▶ _Provided entries_
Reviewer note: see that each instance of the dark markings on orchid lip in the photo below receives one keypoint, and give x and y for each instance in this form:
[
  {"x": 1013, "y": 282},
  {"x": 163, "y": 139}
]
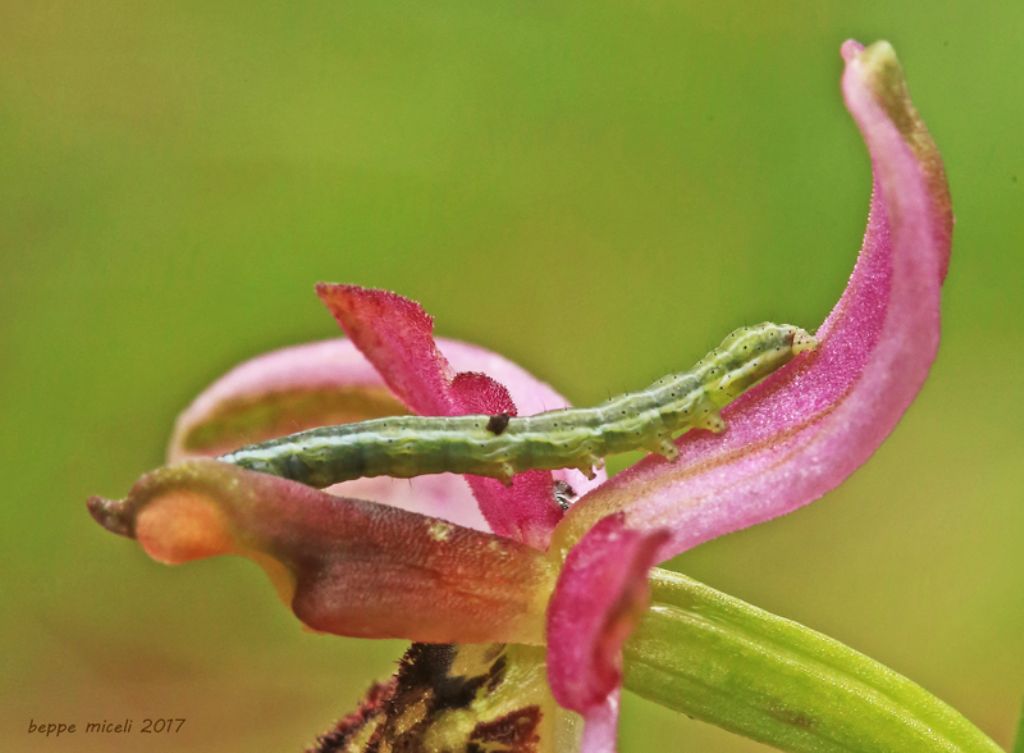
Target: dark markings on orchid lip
[
  {"x": 502, "y": 446},
  {"x": 370, "y": 712},
  {"x": 563, "y": 494},
  {"x": 398, "y": 715},
  {"x": 498, "y": 423},
  {"x": 514, "y": 731}
]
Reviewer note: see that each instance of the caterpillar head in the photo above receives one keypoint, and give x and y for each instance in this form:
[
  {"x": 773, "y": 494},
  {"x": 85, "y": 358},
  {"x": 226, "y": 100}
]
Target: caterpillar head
[{"x": 751, "y": 353}]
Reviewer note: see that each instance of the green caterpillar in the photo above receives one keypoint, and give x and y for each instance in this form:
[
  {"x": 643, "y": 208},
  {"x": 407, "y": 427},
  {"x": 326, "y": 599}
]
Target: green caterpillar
[{"x": 502, "y": 446}]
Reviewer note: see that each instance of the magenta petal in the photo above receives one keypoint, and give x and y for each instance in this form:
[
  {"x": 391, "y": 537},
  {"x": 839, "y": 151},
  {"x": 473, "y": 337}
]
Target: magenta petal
[
  {"x": 600, "y": 593},
  {"x": 809, "y": 425},
  {"x": 396, "y": 336}
]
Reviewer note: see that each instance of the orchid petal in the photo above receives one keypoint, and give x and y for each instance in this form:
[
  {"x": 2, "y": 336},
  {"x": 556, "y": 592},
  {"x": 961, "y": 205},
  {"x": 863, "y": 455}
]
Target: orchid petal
[
  {"x": 280, "y": 392},
  {"x": 344, "y": 566},
  {"x": 811, "y": 424},
  {"x": 601, "y": 593},
  {"x": 331, "y": 382},
  {"x": 396, "y": 336}
]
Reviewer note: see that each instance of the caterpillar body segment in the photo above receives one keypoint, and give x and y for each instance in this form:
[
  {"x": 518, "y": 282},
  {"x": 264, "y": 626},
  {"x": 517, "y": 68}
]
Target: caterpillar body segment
[{"x": 503, "y": 446}]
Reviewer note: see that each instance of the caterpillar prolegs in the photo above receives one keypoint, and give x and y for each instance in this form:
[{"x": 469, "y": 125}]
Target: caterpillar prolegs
[{"x": 503, "y": 446}]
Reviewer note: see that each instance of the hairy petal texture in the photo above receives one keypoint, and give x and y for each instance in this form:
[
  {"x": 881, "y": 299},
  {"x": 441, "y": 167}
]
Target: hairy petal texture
[
  {"x": 812, "y": 423},
  {"x": 601, "y": 594},
  {"x": 396, "y": 336},
  {"x": 344, "y": 566}
]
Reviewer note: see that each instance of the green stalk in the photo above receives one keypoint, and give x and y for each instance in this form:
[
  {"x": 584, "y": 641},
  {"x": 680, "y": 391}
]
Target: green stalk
[
  {"x": 1019, "y": 745},
  {"x": 718, "y": 659}
]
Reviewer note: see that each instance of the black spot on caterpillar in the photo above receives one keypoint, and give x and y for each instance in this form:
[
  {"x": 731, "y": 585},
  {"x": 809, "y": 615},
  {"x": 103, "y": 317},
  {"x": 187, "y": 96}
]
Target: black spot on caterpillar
[
  {"x": 498, "y": 423},
  {"x": 570, "y": 437}
]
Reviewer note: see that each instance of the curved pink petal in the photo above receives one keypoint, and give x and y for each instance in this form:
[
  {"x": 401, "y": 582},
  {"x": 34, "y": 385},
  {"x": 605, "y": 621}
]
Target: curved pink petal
[
  {"x": 809, "y": 425},
  {"x": 318, "y": 383},
  {"x": 344, "y": 566},
  {"x": 396, "y": 336},
  {"x": 600, "y": 594},
  {"x": 280, "y": 392}
]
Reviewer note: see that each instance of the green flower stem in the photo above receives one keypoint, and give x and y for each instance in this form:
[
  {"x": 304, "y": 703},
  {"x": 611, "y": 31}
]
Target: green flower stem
[
  {"x": 1019, "y": 745},
  {"x": 718, "y": 659}
]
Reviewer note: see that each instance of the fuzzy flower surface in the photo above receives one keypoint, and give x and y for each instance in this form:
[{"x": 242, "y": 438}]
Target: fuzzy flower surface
[{"x": 518, "y": 610}]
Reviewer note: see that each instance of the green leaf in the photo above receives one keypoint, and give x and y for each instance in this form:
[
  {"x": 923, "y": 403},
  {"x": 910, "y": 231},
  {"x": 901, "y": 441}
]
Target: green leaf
[{"x": 718, "y": 659}]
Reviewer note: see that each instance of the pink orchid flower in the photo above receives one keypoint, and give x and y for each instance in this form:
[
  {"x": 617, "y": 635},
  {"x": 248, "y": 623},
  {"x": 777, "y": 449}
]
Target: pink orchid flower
[{"x": 438, "y": 560}]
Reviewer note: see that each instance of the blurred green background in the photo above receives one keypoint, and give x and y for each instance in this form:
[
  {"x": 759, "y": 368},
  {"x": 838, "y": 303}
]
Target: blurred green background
[{"x": 599, "y": 190}]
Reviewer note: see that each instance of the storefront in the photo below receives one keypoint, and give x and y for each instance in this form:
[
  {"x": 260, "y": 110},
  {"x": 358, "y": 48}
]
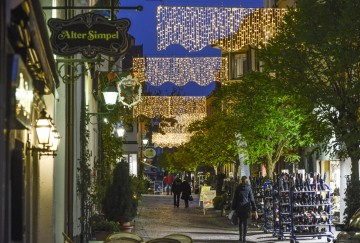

▶ _Short problem_
Return every line of the records above that contains the word "curved".

▶ _Completed exercise_
Reviewer note: see that each instance of the curved pink petal in the photo above receives one keypoint, and give x and y for each instance in this form:
Target: curved pink petal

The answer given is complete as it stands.